Lay out the lines below as a Markdown table with the columns "Number" and "Line", numbering each nonblank line in order and skipping blank ones. Leave the pictures out.

::::::::

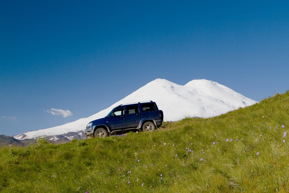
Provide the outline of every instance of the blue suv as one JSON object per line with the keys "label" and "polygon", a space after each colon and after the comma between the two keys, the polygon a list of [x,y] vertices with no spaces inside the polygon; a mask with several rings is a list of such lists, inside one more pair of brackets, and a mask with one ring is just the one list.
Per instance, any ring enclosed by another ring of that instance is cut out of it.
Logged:
{"label": "blue suv", "polygon": [[163,120],[162,111],[151,100],[121,104],[105,117],[90,122],[84,131],[88,136],[99,137],[135,129],[153,131]]}

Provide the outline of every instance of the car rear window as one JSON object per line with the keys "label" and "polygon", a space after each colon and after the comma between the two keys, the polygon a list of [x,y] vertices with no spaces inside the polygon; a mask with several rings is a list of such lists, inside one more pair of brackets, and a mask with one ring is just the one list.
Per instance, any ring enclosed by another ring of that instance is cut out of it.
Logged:
{"label": "car rear window", "polygon": [[145,112],[157,110],[155,104],[153,103],[142,104],[142,110]]}
{"label": "car rear window", "polygon": [[137,113],[140,112],[140,110],[138,109],[138,105],[127,106],[125,107],[126,110],[127,114],[132,114],[134,113]]}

::::::::

_The output_
| Number | Line |
|---|---|
| 1 | Provide the outline of every instance of the blue suv as one JSON object per line with the keys "label" and "polygon", a space after each colon and after the comma between the two keys, the polygon a list of [x,y] vertices with no spaces inside the polygon; a mask with several rings is a list of such lists, inside one more pair of brackets, and a mask with one ring is just the one list. |
| 2 | Per instance, any ring enclosed by another ring of that instance is cut out of it. |
| 3 | Logged: |
| 4 | {"label": "blue suv", "polygon": [[163,120],[162,111],[151,100],[121,104],[105,117],[90,122],[84,131],[88,136],[99,137],[135,129],[153,131]]} |
| 5 | Provide the outline of every instance of the car rear window as one JSON object per line with the keys "label" and "polygon", a space after each colon and after the comma between the two keys, the polygon a list of [x,y] vertices with no spaces inside the polygon; a mask with several rings is a list of such lists, inside one more pair of brackets, and a mask with one ring is just the one list. |
| 6 | Per instance, any ring enclosed by another ring of that instance is cut out of it. |
| 7 | Logged: |
| 8 | {"label": "car rear window", "polygon": [[145,112],[157,110],[155,104],[153,103],[142,104],[142,110]]} |
| 9 | {"label": "car rear window", "polygon": [[137,113],[140,112],[140,110],[138,109],[138,105],[127,106],[125,107],[126,110],[127,114],[132,114],[134,113]]} |